# Requirement
Please rewrite only the data from the line with "Select window. Give" to the line with "18 218 74 395", both included, copying the request lines unchanged and increasing every bounding box coordinate in the answers by 14.

# Data to process

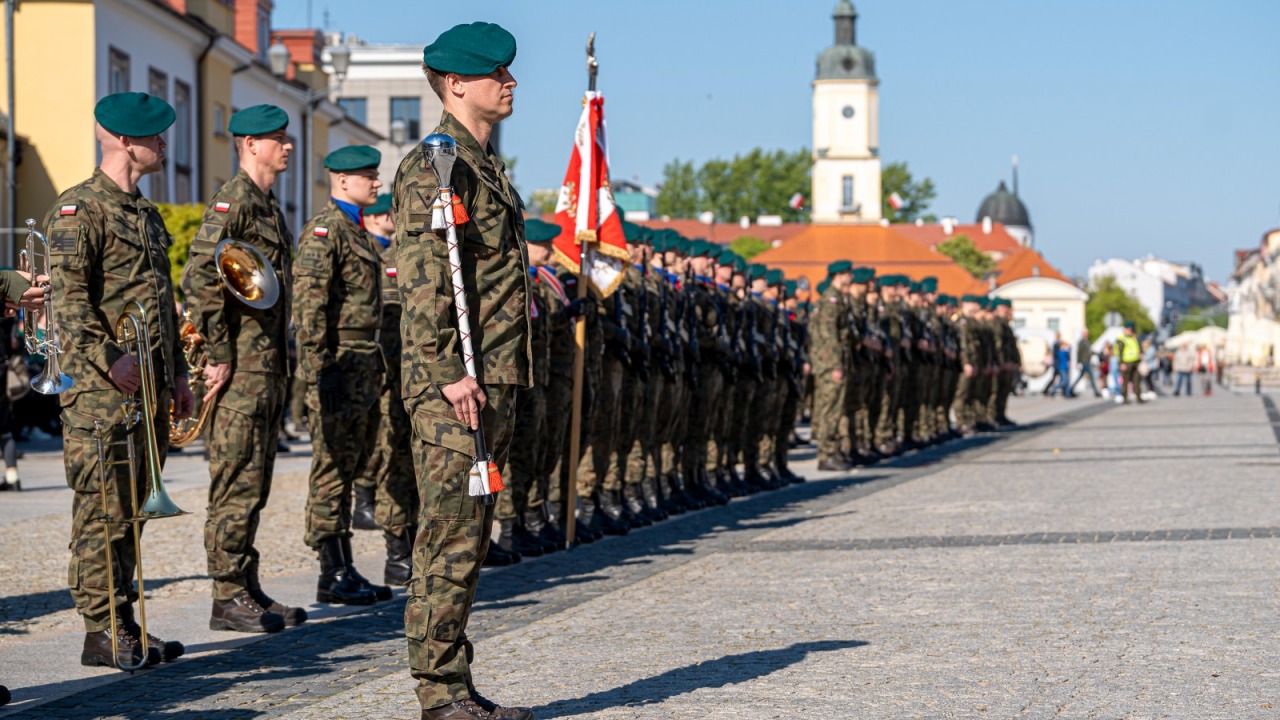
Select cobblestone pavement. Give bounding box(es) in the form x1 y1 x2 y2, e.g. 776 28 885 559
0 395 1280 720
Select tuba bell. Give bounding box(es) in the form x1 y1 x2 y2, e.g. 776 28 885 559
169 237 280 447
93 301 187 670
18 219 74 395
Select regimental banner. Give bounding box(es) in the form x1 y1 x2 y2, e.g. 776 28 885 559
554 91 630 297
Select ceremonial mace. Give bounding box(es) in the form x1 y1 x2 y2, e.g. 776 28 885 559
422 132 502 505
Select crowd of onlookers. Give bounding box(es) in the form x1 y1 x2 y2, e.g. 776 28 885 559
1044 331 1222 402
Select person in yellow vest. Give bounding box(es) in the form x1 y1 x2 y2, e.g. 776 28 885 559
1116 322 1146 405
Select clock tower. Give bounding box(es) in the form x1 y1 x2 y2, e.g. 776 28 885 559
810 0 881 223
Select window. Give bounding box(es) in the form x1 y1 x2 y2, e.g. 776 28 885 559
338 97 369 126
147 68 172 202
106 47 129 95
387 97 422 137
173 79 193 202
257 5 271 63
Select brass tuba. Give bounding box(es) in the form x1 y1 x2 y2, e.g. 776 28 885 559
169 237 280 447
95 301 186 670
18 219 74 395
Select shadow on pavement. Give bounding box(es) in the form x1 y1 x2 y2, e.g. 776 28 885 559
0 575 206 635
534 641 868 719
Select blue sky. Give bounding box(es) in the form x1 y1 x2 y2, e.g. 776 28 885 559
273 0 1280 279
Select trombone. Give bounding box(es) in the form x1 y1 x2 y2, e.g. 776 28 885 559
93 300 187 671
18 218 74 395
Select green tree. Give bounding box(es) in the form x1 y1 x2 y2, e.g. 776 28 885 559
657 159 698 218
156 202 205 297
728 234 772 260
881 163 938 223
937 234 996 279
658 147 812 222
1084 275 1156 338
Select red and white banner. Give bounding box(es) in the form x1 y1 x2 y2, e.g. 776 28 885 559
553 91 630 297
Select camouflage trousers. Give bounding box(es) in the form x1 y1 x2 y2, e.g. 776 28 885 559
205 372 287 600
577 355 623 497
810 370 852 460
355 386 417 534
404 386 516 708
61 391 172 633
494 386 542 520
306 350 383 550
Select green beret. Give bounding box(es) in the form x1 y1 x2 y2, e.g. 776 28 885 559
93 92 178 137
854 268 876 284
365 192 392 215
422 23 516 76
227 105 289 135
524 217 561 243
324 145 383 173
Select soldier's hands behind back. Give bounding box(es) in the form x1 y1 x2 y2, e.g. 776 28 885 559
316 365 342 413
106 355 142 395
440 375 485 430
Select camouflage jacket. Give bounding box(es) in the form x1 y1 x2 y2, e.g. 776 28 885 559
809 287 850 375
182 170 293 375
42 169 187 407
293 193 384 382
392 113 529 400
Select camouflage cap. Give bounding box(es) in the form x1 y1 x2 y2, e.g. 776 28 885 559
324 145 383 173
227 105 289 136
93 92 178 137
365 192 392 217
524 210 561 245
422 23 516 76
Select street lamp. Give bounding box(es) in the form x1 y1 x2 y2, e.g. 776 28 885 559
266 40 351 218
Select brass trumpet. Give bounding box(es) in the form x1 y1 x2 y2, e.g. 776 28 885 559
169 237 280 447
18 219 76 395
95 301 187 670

# Response to the exercise
Select window. Give bounding box(es) in the form x1 y1 x2 y2, e.g. 776 28 885 559
352 111 383 140
161 82 186 216
120 61 143 109
401 111 436 151
187 93 207 216
271 19 285 77
Select brass tuba. Give bounding box(es) in the form x1 y1 x2 y2, e.g. 776 28 885 559
183 251 294 461
109 315 200 684
32 233 88 409
Select shadow on pavement. Give bounding box(es) in the form x1 y1 x2 y2, e.g. 776 28 885 559
14 589 220 649
548 655 882 733
Select blue sky. Give bounding box(es) in the form x1 y1 x2 y2, e.g. 776 28 885 559
287 14 1294 293
Select trombone. Give bounding box(es) in the form x1 y1 x2 y2, e.g. 776 28 885 559
107 314 201 685
32 232 88 409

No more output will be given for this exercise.